JOB: Render every line of the data below as a JSON list of strings, one string per line, leaving out any blank lines.

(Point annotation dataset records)
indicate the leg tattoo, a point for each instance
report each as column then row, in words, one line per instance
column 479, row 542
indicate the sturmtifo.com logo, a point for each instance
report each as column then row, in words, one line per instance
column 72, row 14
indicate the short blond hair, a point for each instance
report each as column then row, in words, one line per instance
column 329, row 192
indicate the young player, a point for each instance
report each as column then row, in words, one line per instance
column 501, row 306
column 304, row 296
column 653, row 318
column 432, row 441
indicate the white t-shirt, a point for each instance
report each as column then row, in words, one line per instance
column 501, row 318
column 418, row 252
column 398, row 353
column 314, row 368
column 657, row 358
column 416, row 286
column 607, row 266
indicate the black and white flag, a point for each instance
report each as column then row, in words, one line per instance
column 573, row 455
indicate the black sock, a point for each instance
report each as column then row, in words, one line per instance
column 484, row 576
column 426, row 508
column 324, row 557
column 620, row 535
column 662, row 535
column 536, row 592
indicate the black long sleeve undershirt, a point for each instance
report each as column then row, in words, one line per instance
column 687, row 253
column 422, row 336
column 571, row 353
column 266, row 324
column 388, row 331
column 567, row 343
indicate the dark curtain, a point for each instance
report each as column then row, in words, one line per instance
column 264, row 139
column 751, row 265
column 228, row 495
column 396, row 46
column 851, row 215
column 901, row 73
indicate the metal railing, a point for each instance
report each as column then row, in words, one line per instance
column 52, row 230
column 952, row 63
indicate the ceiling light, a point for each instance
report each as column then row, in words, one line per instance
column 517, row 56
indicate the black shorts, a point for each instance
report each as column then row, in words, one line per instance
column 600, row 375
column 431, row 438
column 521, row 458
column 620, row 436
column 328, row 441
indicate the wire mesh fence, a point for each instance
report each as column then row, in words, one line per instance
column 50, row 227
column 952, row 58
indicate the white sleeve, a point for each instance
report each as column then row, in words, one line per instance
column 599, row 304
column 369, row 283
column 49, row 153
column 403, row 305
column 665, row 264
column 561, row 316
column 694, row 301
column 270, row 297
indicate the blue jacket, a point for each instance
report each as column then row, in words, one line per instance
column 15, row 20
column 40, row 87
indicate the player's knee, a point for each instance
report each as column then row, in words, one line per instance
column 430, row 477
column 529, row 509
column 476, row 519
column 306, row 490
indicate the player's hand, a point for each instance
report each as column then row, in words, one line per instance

EXERCISE RESPONSE:
[
  "indicate the leg tattoo, a point for each instance",
  "report each as column then row, in words, one line per instance",
  "column 479, row 542",
  "indicate the sturmtifo.com logo, a point for each instance",
  "report each as column then row, in words, one line per instance",
  "column 72, row 14",
  "indicate the short blond hair, a point for each instance",
  "report each as column then row, in words, one line per instance",
  "column 329, row 192",
  "indicate the young player, a point for each instance",
  "report each as column then row, in words, one line per instance",
  "column 501, row 306",
  "column 304, row 296",
  "column 653, row 318",
  "column 432, row 441",
  "indicate the white t-shirt, a point for each instance",
  "report each as column then row, in words, one line per instance",
  "column 501, row 318",
  "column 418, row 252",
  "column 398, row 353",
  "column 314, row 368",
  "column 657, row 358",
  "column 416, row 286",
  "column 607, row 266",
  "indicate the black and white flag, a point for each instance",
  "report each as column then row, in words, one line per instance",
  "column 573, row 455",
  "indicate the black sock, a point for each instance",
  "report each as column then row, in words, one line per instance",
  "column 484, row 576",
  "column 426, row 508",
  "column 324, row 557",
  "column 620, row 535",
  "column 662, row 535",
  "column 536, row 592",
  "indicate the black long sleeve undershirt, a point for each instance",
  "report each as column then row, in words, one line per instance",
  "column 687, row 253",
  "column 422, row 336",
  "column 571, row 353",
  "column 266, row 324",
  "column 388, row 331",
  "column 567, row 343",
  "indicate the dark curtain, a point for each instance",
  "report each as column then row, in words, one line per instance",
  "column 264, row 139",
  "column 751, row 265",
  "column 228, row 495",
  "column 396, row 46",
  "column 851, row 215",
  "column 901, row 73",
  "indicate the metal railing, a point for each instance",
  "report each as column then row, in words, one line per instance",
  "column 52, row 230",
  "column 952, row 63",
  "indicate the ceiling light, a point for each instance",
  "report each as column then row, in words, one line per instance",
  "column 517, row 56",
  "indicate the black shorts, a point for each instance",
  "report each as column then row, in words, one line per instance",
  "column 600, row 375",
  "column 431, row 438",
  "column 521, row 458",
  "column 620, row 436",
  "column 328, row 441",
  "indicate the wire mesh fence, a point for each instance",
  "report each as column then row, in words, one line per instance",
  "column 50, row 227",
  "column 952, row 58",
  "indicate the white sleeve, a point for each instance",
  "report each as column then row, in words, one line per instance",
  "column 599, row 304",
  "column 369, row 283",
  "column 49, row 153",
  "column 403, row 305",
  "column 665, row 264",
  "column 561, row 316",
  "column 694, row 301",
  "column 270, row 297",
  "indicate the blue jacket, a point for each instance",
  "report each as column then row, in words, one line per instance",
  "column 15, row 20",
  "column 40, row 87",
  "indicate the player's knee, a point for each instance",
  "report each as column then row, in words, one line per instance",
  "column 430, row 477",
  "column 529, row 509",
  "column 476, row 519",
  "column 306, row 490",
  "indicate the player's hand, a point for each instance",
  "report each as column then row, in words, one line per instance"
]